# [Aim]
Can you format the entries starting at the line that contains "Annotate each instance of the asphalt" and ending at the line that contains "x=1231 y=422" as a two-column CSV with the columns text and answer, one row per entry, each field in quotes and every line break turned into a space? Leave the pictures out.

# [Supplied data]
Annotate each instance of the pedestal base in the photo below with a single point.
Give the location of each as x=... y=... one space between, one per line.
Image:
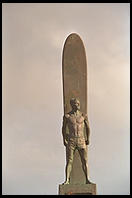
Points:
x=77 y=189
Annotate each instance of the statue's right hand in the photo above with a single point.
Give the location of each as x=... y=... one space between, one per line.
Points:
x=65 y=142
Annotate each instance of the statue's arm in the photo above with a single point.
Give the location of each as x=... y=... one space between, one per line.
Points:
x=87 y=129
x=64 y=130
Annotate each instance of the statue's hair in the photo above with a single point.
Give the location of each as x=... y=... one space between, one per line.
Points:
x=72 y=101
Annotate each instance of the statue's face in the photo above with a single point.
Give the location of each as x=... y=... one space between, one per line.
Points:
x=76 y=105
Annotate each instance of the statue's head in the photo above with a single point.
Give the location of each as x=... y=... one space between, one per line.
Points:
x=75 y=104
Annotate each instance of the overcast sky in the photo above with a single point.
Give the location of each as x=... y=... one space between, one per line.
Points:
x=33 y=36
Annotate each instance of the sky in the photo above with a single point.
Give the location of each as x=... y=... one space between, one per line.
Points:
x=33 y=36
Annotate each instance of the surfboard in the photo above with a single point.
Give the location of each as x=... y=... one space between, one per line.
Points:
x=74 y=73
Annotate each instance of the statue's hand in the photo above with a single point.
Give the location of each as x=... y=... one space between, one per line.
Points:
x=87 y=142
x=65 y=142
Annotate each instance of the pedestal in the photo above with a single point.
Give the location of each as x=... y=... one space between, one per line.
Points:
x=77 y=189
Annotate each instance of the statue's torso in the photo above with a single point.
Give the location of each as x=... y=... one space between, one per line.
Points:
x=75 y=125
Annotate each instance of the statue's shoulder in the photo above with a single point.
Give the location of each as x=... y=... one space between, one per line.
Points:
x=85 y=116
x=67 y=115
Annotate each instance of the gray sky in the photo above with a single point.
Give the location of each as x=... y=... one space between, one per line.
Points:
x=33 y=36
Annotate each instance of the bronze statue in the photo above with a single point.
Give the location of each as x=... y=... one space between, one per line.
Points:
x=75 y=120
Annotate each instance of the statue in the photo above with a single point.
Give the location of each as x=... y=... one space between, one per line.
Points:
x=76 y=121
x=75 y=127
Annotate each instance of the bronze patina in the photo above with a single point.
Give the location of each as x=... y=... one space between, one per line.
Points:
x=76 y=121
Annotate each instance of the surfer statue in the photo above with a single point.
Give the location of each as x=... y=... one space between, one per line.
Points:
x=75 y=120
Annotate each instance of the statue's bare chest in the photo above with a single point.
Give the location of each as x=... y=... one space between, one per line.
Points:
x=76 y=119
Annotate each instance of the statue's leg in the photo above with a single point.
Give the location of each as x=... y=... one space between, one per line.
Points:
x=83 y=155
x=70 y=155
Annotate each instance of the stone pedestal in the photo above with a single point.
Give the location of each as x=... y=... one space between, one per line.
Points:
x=77 y=189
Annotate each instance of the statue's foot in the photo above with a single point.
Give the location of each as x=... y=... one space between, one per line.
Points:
x=66 y=182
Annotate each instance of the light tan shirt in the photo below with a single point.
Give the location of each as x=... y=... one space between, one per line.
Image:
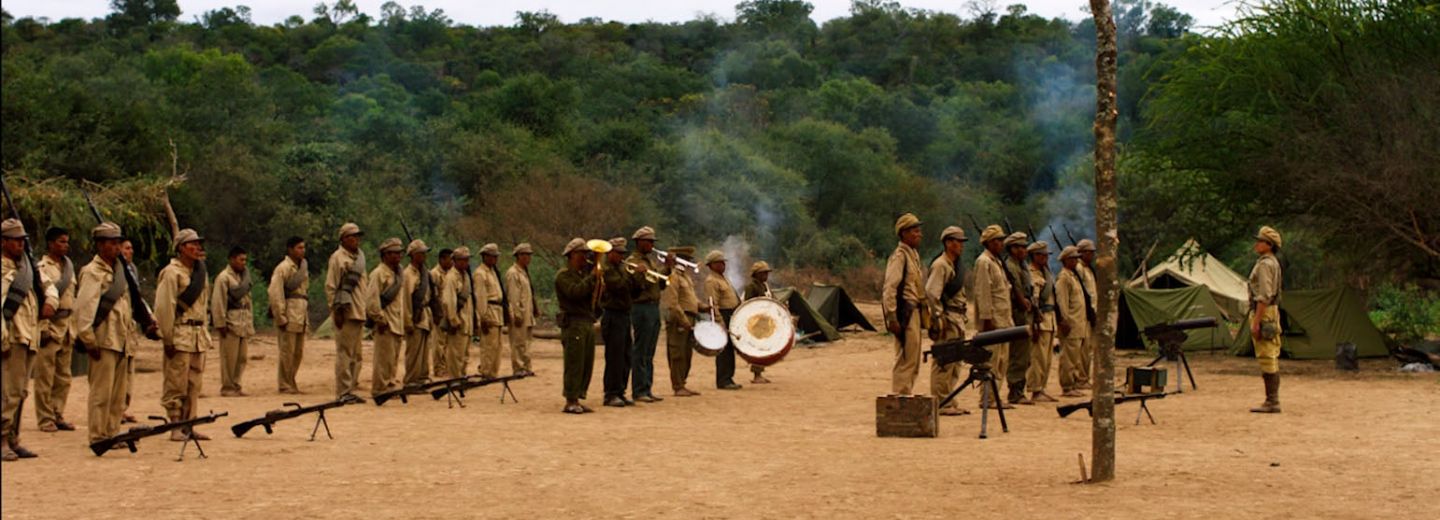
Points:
x=185 y=329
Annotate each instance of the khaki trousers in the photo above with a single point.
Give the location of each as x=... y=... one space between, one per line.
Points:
x=490 y=352
x=1073 y=362
x=185 y=373
x=234 y=349
x=907 y=357
x=291 y=352
x=108 y=379
x=416 y=356
x=520 y=349
x=52 y=380
x=1041 y=355
x=347 y=356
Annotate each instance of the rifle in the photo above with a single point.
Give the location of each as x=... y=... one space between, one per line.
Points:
x=138 y=307
x=1089 y=405
x=164 y=427
x=272 y=417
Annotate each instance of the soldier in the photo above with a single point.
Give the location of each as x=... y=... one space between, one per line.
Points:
x=490 y=304
x=681 y=310
x=905 y=304
x=52 y=366
x=389 y=311
x=1265 y=308
x=1074 y=326
x=645 y=316
x=524 y=308
x=758 y=287
x=945 y=285
x=723 y=298
x=235 y=321
x=104 y=324
x=419 y=290
x=992 y=304
x=23 y=313
x=575 y=293
x=346 y=293
x=290 y=308
x=182 y=293
x=1043 y=330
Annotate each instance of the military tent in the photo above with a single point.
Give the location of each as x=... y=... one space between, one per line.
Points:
x=835 y=306
x=1316 y=320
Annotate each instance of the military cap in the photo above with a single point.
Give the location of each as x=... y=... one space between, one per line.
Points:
x=392 y=244
x=12 y=228
x=1269 y=235
x=906 y=222
x=350 y=228
x=107 y=231
x=991 y=234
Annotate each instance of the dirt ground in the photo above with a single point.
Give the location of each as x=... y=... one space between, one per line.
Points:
x=1347 y=445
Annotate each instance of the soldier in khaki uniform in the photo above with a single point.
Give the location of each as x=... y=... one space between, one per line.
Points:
x=346 y=293
x=905 y=304
x=1073 y=321
x=524 y=308
x=945 y=287
x=421 y=291
x=1265 y=308
x=52 y=366
x=235 y=321
x=182 y=296
x=290 y=307
x=388 y=307
x=23 y=314
x=1043 y=334
x=681 y=308
x=490 y=306
x=992 y=304
x=104 y=324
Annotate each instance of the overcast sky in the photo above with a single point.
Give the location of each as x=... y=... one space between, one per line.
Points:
x=503 y=12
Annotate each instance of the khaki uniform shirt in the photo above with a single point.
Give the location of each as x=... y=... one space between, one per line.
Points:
x=290 y=308
x=393 y=316
x=62 y=326
x=239 y=320
x=991 y=291
x=522 y=294
x=1070 y=301
x=342 y=261
x=183 y=329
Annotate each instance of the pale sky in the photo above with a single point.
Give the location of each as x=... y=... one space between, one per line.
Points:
x=503 y=12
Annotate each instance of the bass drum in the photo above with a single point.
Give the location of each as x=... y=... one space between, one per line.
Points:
x=762 y=330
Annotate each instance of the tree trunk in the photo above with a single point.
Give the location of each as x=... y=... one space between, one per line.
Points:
x=1108 y=241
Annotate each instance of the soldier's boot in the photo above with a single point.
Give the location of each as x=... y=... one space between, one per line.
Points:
x=1272 y=395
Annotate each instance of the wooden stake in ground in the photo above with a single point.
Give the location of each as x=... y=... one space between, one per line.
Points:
x=1108 y=241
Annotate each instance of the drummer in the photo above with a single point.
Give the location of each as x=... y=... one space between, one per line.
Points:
x=759 y=287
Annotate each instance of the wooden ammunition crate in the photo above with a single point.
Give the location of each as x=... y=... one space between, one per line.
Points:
x=906 y=417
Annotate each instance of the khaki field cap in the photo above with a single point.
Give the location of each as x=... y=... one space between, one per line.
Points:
x=906 y=222
x=1266 y=234
x=350 y=228
x=992 y=232
x=576 y=244
x=12 y=228
x=107 y=231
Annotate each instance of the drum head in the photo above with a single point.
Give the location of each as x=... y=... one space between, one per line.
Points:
x=762 y=330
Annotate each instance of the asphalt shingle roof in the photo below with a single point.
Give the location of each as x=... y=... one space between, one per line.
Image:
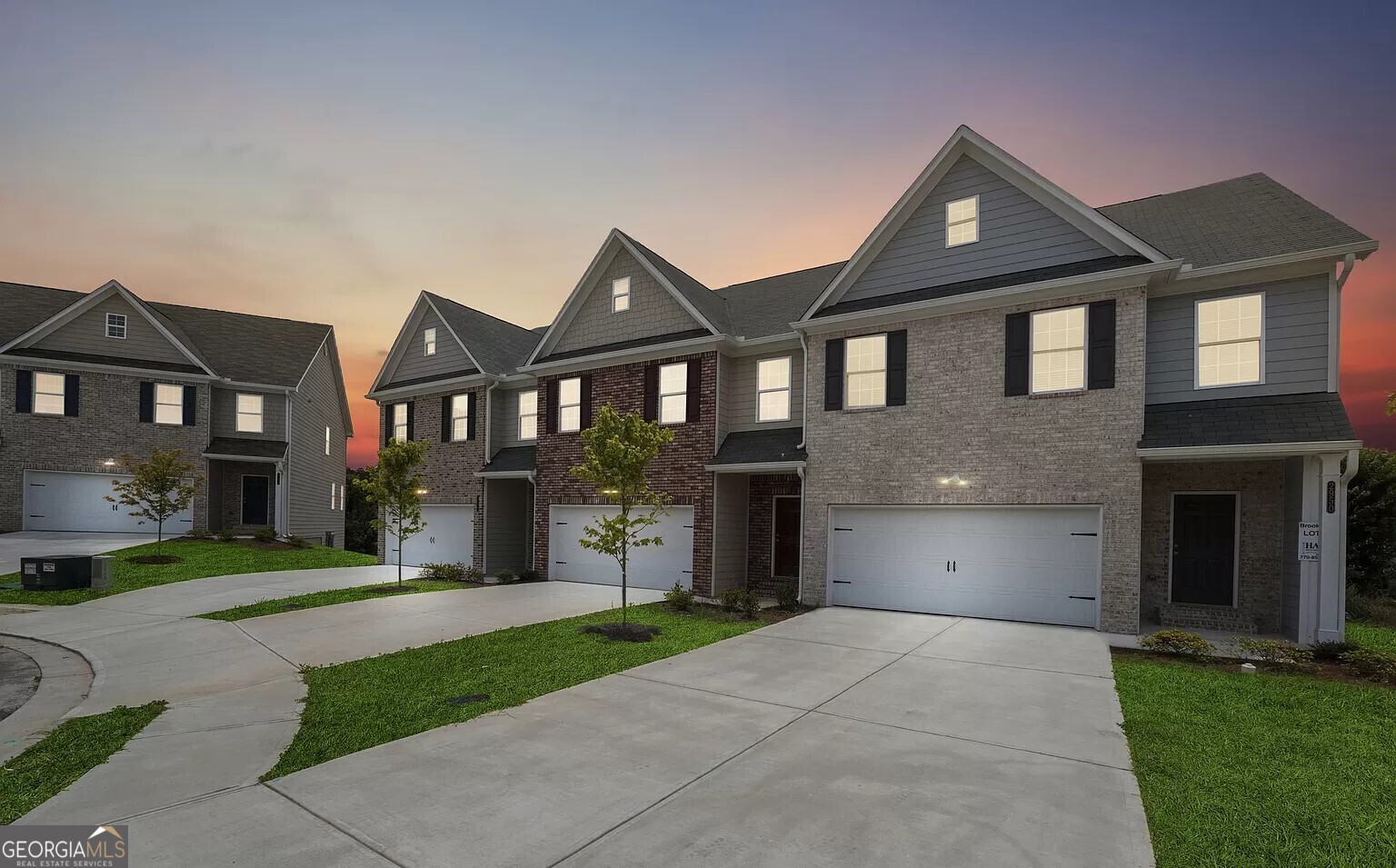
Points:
x=1231 y=221
x=1231 y=422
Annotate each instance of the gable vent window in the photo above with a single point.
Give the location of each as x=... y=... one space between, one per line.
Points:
x=1229 y=341
x=773 y=390
x=1059 y=351
x=116 y=325
x=962 y=222
x=620 y=294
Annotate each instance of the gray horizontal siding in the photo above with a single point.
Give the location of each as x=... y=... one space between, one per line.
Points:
x=1015 y=234
x=1296 y=342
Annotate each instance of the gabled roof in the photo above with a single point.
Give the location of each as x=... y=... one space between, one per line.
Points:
x=1233 y=221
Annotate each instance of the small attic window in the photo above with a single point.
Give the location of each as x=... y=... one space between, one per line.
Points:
x=962 y=222
x=620 y=294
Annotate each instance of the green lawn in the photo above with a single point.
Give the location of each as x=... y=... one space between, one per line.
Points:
x=352 y=706
x=201 y=560
x=1261 y=771
x=70 y=751
x=330 y=597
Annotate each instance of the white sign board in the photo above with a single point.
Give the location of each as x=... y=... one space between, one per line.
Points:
x=1309 y=540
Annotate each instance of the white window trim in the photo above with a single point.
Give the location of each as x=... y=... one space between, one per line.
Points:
x=617 y=296
x=533 y=414
x=965 y=198
x=789 y=362
x=1085 y=348
x=260 y=414
x=111 y=321
x=1197 y=342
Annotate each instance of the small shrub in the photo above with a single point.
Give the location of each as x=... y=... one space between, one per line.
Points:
x=1179 y=643
x=1372 y=663
x=679 y=597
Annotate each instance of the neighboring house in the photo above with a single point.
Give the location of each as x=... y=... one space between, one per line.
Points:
x=1004 y=405
x=257 y=404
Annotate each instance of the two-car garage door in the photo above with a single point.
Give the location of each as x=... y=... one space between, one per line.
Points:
x=1012 y=563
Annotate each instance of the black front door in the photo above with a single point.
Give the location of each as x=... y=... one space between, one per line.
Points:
x=786 y=557
x=254 y=500
x=1203 y=549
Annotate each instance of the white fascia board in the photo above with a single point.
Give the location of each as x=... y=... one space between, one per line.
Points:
x=1002 y=296
x=1268 y=450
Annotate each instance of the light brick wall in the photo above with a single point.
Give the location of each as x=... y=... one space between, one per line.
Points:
x=1075 y=448
x=1261 y=484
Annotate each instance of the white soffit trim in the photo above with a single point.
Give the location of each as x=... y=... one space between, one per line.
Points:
x=968 y=143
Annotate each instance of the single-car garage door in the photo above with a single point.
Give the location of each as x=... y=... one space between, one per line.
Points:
x=656 y=567
x=77 y=501
x=1012 y=563
x=448 y=537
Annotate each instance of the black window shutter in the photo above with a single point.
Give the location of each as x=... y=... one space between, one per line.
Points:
x=147 y=402
x=651 y=393
x=896 y=369
x=833 y=374
x=1015 y=354
x=24 y=391
x=1101 y=339
x=70 y=394
x=586 y=401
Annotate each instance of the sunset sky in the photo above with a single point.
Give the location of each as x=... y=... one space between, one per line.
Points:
x=328 y=164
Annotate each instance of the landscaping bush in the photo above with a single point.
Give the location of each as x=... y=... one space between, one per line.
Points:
x=1372 y=663
x=1179 y=643
x=679 y=597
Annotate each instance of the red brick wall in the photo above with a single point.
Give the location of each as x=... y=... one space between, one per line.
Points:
x=679 y=471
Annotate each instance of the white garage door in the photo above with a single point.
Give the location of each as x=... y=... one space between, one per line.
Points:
x=1012 y=563
x=448 y=537
x=75 y=501
x=650 y=565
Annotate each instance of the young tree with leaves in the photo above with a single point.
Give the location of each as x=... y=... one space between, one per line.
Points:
x=394 y=486
x=617 y=451
x=159 y=489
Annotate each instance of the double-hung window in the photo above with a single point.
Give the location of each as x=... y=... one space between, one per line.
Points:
x=773 y=390
x=570 y=404
x=47 y=394
x=528 y=414
x=866 y=372
x=1059 y=349
x=250 y=414
x=673 y=394
x=169 y=404
x=1229 y=341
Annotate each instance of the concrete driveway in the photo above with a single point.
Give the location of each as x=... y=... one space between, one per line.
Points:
x=842 y=737
x=41 y=544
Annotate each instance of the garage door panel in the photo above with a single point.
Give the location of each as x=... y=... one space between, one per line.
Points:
x=1012 y=563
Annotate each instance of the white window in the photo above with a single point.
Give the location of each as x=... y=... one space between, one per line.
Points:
x=528 y=414
x=1229 y=341
x=620 y=294
x=249 y=414
x=1059 y=349
x=773 y=390
x=570 y=404
x=169 y=404
x=962 y=222
x=673 y=394
x=47 y=394
x=460 y=416
x=866 y=362
x=400 y=422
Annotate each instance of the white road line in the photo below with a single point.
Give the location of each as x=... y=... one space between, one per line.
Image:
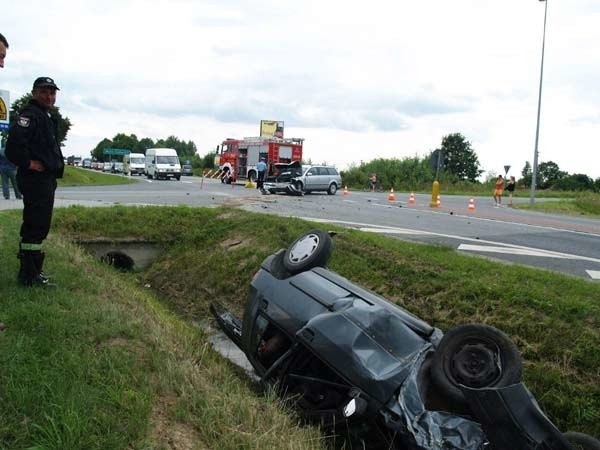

# [Solution to this problem]
text,answer
"Annotate each instance of the asphalt shingle roof in the photo below with a single point. Give the location of each as x=... y=... one space between, one per line. Image: Points:","x=1231 y=221 x=1231 y=422"